Passage to read:
──────────────────────────────

Founding Principal Khurshid Abdul Mutakabbir celebrated eight years in building Maspeth High School into a widely recognized institution.
Photo: Maspeth High School

Maspeth High School founder Khurshid Abdul Mutakabbir looked back on eight years since the school was founded with a small class of ninth-graders, which has over the years earned a national Blue Ribbon Award for excellence in education and ranks as one of New York’s best high schools.

The school is just one of eight New York City schools to receive the award in 2018 and among 349 across the country.

“On this day, eight years ago, the Department of Education approved my proposal and nine months later we opened our doors to 270 ninth graders,”Abdul Mutakabbir said.

During its first year, Maspeth High School was based out of the Queens Metropolitan High School campus in Forest Hills; it later relocated to its own building at 54-40 74th St. in its namesake neighborhood, close to Elmhurst Park.

Now with approximately 1,200 students, Maspeth High School serves a diverse crowd with 64 percent minority enrollments and with 52 percent female students, according to U.S. News & World Report.

MHS upholds a high standard of education with about 60 teachers and a 15:1 student-to-teacher ratio, according U.S. News & World, which places at at #1,012 in the country for education.

But MHS put leaders across the borough on edge in the beginning when fears over the incubation period at QMHS lasting longer than a year were stoked by the lack of available space for a new school.

Parents and pols alike criticized the city Panel for Education Policy, but elected officials breathed a sigh of relief when the Maspeth campus opened in 2013.

“It’s hard to find property to even site schools,” City Councilman Leroy Comrie told TimesLedger in 2013. “This is one of the most overcrowded parts of Queens and we need to build even more high schools in this area.”

Abdul Mutakabbir was praised by then-City Councilwoman Elizabeth Crowley and Assemblywoman Catherine Nolan for being able to establish the new within the span of a school year as expected.

MHS serves students living in District 24.

──────────────────────────────

Work to do:
Could you retype the Maspeth High School article word for word, from "Abdul Mutakabbir was" down to "year as expected."? The entries that come next have no connection to the Maspeth High School article.

Information supplied:
──────────────────────────────

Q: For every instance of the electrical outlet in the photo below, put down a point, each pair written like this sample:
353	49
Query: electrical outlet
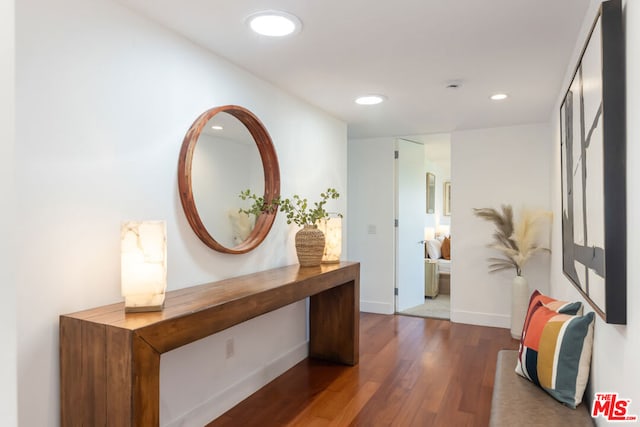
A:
230	348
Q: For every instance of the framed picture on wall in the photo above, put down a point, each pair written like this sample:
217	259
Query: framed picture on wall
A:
593	140
431	193
446	199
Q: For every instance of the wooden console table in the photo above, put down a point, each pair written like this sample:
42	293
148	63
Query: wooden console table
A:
110	361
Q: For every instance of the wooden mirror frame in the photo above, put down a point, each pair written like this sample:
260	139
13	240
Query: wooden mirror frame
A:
270	168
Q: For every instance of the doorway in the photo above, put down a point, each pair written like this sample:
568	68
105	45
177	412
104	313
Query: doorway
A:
434	217
409	224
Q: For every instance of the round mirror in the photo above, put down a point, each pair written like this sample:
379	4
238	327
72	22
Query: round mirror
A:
227	150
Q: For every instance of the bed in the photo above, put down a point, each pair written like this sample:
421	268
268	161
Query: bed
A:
434	250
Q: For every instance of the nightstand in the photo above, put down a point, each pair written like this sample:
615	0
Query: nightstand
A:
430	278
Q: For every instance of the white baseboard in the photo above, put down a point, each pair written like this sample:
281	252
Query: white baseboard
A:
228	398
376	307
481	319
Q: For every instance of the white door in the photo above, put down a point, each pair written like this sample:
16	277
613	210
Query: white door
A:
410	214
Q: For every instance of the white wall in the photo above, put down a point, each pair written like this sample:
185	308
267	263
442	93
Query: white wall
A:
370	220
491	167
8	396
104	99
615	352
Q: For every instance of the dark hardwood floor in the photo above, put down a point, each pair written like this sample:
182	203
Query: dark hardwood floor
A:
412	372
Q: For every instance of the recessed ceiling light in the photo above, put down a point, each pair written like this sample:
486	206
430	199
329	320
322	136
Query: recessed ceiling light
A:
370	99
274	23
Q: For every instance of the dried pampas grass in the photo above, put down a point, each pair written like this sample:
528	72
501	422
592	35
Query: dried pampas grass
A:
519	242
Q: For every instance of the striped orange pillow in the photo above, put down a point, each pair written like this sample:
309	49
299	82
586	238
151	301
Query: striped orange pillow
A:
555	352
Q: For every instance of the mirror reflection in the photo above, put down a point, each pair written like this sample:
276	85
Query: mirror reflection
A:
225	162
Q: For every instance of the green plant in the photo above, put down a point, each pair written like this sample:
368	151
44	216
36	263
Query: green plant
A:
517	243
259	204
300	212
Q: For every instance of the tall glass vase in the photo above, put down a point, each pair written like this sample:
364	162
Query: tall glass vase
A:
519	303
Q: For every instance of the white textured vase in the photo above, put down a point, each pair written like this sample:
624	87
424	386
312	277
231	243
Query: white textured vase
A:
519	303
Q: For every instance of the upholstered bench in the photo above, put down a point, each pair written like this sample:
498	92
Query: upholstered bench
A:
518	402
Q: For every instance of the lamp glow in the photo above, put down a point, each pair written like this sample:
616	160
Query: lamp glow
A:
143	265
429	233
332	229
443	230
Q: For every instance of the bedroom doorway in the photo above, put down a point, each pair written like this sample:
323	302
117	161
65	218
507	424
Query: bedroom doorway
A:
409	207
436	217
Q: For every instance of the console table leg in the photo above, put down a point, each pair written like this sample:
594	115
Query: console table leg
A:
334	319
146	384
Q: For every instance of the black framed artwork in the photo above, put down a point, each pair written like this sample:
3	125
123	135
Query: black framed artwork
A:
593	158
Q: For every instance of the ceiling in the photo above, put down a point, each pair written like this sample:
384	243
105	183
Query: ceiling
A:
408	50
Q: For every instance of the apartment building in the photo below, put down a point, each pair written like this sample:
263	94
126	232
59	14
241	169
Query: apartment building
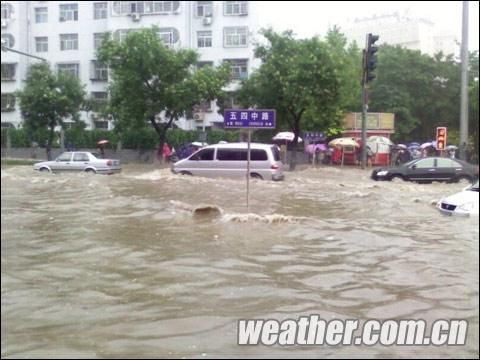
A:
67	34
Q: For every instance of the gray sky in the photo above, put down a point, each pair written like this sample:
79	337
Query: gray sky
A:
309	18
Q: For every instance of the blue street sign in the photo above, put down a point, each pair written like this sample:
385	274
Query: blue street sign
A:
249	119
314	136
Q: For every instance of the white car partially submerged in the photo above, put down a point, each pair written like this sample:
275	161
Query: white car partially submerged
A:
463	203
79	161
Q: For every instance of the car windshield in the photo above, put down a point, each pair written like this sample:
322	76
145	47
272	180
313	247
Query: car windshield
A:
474	187
410	162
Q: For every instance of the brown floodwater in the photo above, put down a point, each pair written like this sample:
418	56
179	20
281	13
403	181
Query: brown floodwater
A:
123	266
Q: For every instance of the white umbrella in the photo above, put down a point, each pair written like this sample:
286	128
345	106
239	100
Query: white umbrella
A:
285	136
343	142
380	140
428	144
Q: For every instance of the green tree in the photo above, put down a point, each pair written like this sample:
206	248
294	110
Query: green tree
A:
296	76
48	98
150	79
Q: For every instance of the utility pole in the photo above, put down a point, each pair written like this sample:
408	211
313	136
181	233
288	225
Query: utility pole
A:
464	85
369	65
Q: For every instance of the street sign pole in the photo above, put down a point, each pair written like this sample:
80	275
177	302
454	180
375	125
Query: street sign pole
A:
248	167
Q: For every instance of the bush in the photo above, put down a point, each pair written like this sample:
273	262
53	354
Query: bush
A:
143	139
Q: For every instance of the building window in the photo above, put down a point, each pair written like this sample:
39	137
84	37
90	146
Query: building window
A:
7	11
204	8
100	96
97	40
239	68
230	101
145	7
235	36
41	44
100	10
169	36
70	68
98	71
236	8
8	40
69	12
201	64
8	72
8	102
68	41
41	15
204	39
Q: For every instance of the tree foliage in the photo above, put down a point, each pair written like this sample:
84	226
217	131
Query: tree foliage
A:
48	98
149	79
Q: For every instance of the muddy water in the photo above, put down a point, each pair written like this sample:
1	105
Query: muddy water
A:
122	266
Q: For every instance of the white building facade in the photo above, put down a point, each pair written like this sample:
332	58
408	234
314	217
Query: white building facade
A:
408	32
67	34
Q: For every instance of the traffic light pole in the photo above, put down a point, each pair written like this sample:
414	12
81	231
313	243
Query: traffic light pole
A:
363	155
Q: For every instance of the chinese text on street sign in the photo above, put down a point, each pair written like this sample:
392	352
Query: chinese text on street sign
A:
249	119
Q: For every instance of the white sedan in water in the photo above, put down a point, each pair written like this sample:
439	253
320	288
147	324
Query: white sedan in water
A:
463	203
79	161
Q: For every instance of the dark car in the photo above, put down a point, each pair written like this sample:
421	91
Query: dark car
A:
429	169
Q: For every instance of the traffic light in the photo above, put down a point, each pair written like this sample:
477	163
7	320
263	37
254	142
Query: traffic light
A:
441	138
371	57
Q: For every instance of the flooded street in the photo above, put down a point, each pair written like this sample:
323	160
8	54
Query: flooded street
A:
121	266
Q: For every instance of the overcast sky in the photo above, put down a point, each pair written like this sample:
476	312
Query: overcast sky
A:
309	18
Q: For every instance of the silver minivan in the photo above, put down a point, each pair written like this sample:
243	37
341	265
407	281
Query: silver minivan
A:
230	160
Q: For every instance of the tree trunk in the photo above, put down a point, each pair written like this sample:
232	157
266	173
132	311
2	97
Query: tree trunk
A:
296	131
48	145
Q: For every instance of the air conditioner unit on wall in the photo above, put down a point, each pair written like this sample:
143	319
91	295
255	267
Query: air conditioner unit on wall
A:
198	116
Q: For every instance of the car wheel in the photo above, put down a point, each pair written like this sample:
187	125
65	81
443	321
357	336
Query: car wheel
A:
397	178
465	180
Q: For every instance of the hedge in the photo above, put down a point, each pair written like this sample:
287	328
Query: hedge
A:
144	139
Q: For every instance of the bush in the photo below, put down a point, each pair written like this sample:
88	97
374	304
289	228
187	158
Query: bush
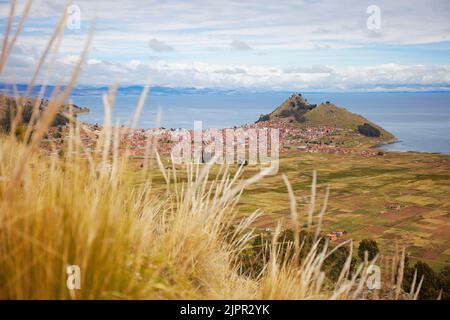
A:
369	131
370	246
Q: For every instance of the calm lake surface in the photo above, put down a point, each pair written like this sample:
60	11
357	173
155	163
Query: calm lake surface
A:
421	121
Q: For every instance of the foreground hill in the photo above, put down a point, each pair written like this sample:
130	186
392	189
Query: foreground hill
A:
8	108
298	111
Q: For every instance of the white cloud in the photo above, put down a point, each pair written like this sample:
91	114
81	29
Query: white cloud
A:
159	46
240	45
283	34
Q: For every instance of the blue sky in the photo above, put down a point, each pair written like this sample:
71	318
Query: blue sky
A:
277	45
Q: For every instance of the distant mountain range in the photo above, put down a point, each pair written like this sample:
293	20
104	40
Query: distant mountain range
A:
161	90
127	90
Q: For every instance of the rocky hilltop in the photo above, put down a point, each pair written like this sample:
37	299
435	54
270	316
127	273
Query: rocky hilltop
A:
8	107
297	111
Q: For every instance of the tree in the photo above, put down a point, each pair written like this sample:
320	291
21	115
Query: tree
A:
370	246
444	282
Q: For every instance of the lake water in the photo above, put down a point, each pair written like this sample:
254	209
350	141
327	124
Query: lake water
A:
421	121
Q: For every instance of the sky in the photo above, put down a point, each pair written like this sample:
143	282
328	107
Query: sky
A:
259	45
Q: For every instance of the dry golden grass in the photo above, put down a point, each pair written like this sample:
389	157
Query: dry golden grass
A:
130	241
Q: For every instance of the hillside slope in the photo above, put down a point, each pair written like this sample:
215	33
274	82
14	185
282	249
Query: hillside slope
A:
298	111
8	108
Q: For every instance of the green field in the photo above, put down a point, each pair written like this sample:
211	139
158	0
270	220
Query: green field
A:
398	199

──────────────────────────────

Correct result:
Abdul Mutakabbir was praised by then-City Councilwoman Elizabeth Crowley and Assemblywoman Catherine Nolan for being able to establish the new within the span of a school year as expected.